■ **GOAL**
Arrange the entries as a two-column CSV with the columns entry_text and answer, one row per entry. Begin at the start of the entries, stop after the line containing "17L40 16L39 16L38", and put each value in a single quoted field with its line breaks replaced by spaces.

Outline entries
* * *

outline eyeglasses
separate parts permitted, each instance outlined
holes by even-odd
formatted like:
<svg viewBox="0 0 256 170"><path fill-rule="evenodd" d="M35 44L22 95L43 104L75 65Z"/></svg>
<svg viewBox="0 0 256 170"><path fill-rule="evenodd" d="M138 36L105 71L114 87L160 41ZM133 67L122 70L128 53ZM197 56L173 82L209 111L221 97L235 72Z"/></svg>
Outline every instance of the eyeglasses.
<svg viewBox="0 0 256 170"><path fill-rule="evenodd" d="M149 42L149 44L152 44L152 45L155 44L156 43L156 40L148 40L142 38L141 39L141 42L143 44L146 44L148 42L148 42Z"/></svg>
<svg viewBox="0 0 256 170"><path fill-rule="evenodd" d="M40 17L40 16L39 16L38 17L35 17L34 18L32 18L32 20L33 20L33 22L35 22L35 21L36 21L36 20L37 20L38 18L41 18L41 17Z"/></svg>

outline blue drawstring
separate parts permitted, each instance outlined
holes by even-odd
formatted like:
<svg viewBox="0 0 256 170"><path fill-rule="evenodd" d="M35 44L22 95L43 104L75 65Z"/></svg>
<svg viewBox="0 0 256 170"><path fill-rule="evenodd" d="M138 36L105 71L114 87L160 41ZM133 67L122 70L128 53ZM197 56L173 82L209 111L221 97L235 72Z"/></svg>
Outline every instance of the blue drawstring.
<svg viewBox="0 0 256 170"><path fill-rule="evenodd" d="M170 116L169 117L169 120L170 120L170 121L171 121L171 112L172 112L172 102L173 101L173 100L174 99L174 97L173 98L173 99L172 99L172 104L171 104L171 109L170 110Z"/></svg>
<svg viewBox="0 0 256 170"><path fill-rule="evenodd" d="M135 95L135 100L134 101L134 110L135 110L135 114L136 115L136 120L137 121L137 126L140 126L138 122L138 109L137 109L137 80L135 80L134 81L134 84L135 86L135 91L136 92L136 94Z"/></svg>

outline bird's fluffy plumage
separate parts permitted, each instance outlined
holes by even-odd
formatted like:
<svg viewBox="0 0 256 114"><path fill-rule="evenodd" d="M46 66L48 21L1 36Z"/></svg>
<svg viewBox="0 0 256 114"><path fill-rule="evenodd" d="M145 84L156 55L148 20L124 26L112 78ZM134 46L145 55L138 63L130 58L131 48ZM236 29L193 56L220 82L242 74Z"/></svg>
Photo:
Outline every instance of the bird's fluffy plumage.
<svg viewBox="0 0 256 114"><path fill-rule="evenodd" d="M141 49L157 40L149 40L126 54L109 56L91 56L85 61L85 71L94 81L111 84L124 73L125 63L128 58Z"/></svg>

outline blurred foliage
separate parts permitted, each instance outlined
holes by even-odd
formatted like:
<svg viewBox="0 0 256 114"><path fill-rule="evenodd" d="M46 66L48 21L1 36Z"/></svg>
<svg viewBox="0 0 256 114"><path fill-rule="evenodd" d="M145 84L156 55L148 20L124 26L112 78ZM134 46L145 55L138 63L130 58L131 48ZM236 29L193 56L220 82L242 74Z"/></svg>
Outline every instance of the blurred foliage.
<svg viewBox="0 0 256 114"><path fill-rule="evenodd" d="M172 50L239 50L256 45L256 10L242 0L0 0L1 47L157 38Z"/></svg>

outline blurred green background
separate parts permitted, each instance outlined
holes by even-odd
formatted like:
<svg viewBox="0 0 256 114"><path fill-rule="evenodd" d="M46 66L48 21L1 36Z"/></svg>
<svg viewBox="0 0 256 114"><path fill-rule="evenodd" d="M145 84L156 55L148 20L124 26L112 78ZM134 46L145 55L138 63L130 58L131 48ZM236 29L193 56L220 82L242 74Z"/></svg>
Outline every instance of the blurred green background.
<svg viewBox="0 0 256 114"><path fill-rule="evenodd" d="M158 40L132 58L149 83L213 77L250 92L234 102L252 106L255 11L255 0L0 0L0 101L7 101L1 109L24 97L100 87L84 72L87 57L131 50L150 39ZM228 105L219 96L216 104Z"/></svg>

* * *

■ **REPLY**
entry_text,answer
"outline eyeglasses separate parts permitted, each instance outlined holes by even-odd formatted like: <svg viewBox=""0 0 256 170""><path fill-rule=""evenodd"" d=""M35 44L22 95L43 104L75 65Z""/></svg> <svg viewBox=""0 0 256 170""><path fill-rule=""evenodd"" d=""M138 36L105 71L114 87L160 41ZM133 67L122 70L128 53ZM197 56L173 82L209 111L221 97L235 72Z""/></svg> Outline every instance of the eyeglasses.","<svg viewBox=""0 0 256 170""><path fill-rule=""evenodd"" d=""M149 42L149 44L152 44L152 45L155 44L156 43L156 40L148 40L142 38L141 39L141 42L143 44L146 44L148 42L148 42Z""/></svg> <svg viewBox=""0 0 256 170""><path fill-rule=""evenodd"" d=""M40 17L40 16L39 16L38 17L35 17L34 18L32 18L32 20L33 20L33 22L35 22L35 21L36 21L36 20L37 20L38 18L41 18L41 17Z""/></svg>"